### The task
One number is the whole answer: how many lines of the records include "metal".

(Point localization data)
○ ○ ○ ○

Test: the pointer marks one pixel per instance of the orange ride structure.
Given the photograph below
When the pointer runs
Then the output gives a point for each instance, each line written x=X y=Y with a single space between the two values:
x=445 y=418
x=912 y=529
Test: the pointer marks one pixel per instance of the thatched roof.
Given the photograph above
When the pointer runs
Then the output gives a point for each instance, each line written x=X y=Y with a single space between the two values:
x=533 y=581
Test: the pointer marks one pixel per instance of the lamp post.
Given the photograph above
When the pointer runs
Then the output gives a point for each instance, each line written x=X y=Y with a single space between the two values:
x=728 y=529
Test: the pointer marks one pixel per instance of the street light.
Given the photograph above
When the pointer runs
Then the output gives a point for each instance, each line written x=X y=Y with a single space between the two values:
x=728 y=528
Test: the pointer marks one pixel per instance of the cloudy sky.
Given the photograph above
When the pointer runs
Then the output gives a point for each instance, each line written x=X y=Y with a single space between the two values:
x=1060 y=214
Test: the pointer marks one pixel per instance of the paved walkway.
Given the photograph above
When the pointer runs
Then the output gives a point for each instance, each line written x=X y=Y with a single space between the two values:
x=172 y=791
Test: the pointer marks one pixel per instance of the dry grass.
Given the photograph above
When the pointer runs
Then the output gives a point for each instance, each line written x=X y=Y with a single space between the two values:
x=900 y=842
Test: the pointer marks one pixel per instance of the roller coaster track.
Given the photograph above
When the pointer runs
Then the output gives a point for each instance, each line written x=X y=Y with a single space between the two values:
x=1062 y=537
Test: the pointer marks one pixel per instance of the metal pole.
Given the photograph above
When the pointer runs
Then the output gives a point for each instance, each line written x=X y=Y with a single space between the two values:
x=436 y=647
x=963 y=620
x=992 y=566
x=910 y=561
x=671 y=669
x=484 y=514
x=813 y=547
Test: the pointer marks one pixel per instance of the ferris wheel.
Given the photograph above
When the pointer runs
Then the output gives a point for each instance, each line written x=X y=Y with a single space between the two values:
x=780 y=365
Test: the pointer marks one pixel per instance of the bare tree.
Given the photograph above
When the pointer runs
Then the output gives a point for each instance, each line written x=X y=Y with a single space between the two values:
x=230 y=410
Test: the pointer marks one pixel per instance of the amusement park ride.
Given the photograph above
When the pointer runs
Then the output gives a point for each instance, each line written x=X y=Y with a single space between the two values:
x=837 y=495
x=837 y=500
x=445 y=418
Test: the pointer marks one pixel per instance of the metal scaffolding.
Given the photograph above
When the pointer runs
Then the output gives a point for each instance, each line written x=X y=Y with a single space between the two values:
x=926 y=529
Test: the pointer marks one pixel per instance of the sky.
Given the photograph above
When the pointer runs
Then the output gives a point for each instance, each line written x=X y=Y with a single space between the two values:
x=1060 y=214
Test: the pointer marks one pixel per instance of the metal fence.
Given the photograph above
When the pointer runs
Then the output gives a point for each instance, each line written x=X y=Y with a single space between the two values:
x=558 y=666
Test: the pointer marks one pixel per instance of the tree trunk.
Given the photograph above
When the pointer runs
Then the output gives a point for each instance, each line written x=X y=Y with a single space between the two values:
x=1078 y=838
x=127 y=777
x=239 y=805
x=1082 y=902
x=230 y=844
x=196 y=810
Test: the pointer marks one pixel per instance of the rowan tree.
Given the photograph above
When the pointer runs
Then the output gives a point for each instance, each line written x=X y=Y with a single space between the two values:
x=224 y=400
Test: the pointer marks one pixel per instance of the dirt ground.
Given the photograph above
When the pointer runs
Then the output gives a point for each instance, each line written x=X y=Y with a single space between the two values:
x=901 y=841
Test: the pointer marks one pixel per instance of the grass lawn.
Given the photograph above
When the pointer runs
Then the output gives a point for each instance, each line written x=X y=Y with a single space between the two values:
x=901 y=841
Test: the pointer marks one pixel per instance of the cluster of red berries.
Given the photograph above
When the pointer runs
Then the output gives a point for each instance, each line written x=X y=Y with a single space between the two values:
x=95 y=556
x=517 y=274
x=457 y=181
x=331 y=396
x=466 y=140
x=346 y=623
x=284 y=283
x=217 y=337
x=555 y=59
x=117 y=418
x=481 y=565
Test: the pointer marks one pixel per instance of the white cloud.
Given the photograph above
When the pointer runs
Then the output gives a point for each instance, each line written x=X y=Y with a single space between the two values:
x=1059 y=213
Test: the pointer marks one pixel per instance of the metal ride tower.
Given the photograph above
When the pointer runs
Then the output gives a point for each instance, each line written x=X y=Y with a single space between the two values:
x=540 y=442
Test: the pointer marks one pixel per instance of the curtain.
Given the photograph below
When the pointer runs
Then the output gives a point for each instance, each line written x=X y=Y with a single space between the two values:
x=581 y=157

○ ○ ○ ○

### The completed task
4